## The task:
Please write out the stretch of the stock commentary from "We see the same" through "on transactional income.", word for word.

Chantal Marx, head of investment research and content: FNB Wealth & Investments

Buy: Old Mutual

Old Mutual has benefited from the South Africa Inc rally recently but is still a major underperformer relative to its peers this year. The stock is 8% below where it started 2024, while competitors have performed well in the first six months. The stock trades at a sizeable discount to the sector that has widened since the start of the year.

In its first-quarter business update, released at the end of May, Old Mutual showed strong new business growth in life insurance, countered by continued pressure in the rest-of-Africa business, which was affected by currency devaluations. The company is looking to exit subscale operations across the continent and currencies seem to have stabilised more recently.

The price recently crossed its 200-day moving average, suggesting a change in sentiment to bullish, and this level could offer future support. Our entry range is R12-R13, with an upside target of R14, or 16.8% above current levels. We recommend a stop loss at R11.

Take profit: South African banks, except Capitec

Recent price appreciation has been rapid, driven by the announcement of the government of national unity (GNU), which pushed South Africa Inc stocks higher and resulted in a strong rally in local bonds. The sharp increase in share prices has led to overbought conditions. We would expect broad profit-taking by short-term investors — particularly as the cabinet announcement looms and conflict between parties involved in the GNU plays out in the media. The correction may be temporary, but could provide a healthier foundation for future gains.

We see the same scenario playing out in the higher-quality retailers, but note that these stocks have more near-term earnings support, with the banks perhaps vulnerable to a deterioration in credit conditions (higher impairments into this half), the absence of interest rate hikes to support net interest income, and constraints on transactional income.

We would be interested in re-entering a position in South African banks at about 10% below current levels.

[Entries from a point annotation set]
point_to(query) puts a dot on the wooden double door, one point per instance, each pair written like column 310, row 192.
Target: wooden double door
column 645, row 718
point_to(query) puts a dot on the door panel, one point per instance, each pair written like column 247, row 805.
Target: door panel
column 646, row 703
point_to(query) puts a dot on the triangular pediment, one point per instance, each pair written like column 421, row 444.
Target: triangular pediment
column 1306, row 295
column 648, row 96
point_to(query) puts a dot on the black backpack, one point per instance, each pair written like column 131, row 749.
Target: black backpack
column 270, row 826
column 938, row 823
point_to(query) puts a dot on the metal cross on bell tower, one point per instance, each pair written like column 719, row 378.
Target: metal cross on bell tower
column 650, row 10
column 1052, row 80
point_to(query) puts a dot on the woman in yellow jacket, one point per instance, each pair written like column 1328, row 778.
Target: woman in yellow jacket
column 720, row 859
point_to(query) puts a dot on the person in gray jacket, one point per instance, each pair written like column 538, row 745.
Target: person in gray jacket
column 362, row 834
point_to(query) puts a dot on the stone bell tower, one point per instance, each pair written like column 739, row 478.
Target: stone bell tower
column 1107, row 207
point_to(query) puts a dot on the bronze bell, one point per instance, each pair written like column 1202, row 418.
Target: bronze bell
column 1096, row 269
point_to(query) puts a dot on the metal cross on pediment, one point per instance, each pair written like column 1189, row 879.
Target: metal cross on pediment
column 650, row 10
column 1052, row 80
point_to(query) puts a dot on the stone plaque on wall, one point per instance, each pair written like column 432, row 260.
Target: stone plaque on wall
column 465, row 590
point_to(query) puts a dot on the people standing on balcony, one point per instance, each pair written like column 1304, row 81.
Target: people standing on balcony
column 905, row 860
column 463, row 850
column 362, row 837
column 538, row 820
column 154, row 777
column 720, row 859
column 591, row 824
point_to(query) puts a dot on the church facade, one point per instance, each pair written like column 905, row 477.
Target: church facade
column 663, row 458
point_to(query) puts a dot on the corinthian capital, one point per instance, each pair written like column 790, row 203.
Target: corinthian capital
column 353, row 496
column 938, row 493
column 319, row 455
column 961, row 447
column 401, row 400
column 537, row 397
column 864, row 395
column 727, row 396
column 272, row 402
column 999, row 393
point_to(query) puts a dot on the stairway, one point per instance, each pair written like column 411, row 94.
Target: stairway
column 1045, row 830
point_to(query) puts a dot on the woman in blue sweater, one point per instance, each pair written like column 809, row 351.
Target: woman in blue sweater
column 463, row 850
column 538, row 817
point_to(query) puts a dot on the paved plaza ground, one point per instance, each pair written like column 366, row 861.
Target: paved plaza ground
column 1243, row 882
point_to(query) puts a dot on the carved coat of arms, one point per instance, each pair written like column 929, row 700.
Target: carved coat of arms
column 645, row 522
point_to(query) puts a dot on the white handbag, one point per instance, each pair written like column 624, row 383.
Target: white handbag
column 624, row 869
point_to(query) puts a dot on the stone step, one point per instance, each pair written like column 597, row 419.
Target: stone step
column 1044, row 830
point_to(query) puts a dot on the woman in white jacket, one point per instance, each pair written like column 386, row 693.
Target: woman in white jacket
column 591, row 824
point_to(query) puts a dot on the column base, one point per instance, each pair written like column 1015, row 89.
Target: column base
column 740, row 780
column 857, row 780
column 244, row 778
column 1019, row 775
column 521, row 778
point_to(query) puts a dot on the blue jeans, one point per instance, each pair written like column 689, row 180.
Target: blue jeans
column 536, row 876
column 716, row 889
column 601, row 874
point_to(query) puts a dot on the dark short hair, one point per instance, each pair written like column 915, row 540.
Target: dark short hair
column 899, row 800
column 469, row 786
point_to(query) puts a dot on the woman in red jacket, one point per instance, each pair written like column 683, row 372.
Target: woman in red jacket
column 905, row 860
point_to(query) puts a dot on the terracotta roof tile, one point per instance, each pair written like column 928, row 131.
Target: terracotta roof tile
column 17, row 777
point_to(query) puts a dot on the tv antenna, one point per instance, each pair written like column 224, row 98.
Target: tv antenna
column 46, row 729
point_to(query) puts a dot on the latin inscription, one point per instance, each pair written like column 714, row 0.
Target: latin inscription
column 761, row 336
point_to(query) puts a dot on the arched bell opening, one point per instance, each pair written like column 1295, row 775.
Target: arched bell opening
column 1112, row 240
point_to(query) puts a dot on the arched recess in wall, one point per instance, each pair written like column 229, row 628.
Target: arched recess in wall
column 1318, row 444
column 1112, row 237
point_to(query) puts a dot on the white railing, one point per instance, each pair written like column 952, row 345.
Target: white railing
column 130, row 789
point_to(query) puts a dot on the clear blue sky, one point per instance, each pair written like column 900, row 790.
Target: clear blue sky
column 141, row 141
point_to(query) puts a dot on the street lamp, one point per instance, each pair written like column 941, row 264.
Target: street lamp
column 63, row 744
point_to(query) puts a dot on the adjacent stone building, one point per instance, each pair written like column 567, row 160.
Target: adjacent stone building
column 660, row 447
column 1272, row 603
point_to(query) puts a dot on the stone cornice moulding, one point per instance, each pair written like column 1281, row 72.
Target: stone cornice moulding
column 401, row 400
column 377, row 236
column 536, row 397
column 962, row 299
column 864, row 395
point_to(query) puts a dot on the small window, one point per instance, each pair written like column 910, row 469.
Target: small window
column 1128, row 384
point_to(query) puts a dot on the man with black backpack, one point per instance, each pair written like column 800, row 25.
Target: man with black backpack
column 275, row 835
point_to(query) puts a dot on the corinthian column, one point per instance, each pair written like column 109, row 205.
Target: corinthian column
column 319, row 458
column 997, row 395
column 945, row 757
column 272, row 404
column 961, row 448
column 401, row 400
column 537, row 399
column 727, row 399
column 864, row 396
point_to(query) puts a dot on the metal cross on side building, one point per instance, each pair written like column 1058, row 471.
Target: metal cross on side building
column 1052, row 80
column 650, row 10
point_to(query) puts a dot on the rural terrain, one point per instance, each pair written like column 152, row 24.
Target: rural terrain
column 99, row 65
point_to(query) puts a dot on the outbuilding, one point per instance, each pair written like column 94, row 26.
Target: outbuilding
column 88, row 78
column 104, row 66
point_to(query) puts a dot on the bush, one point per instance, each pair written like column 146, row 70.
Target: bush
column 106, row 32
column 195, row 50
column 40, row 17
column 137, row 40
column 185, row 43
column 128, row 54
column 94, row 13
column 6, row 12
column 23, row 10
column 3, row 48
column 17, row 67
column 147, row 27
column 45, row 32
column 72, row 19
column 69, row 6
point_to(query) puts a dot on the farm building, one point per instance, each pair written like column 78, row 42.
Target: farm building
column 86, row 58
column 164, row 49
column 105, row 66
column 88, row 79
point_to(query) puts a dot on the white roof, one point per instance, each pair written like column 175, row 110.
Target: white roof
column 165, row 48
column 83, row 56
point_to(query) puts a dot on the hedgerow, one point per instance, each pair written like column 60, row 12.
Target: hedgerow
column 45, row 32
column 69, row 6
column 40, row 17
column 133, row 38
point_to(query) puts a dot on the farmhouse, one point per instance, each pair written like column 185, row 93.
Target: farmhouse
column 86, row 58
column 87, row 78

## Completed exercise:
We see the same scenario playing out in the higher-quality retailers, but note that these stocks have more near-term earnings support, with the banks perhaps vulnerable to a deterioration in credit conditions (higher impairments into this half), the absence of interest rate hikes to support net interest income, and constraints on transactional income.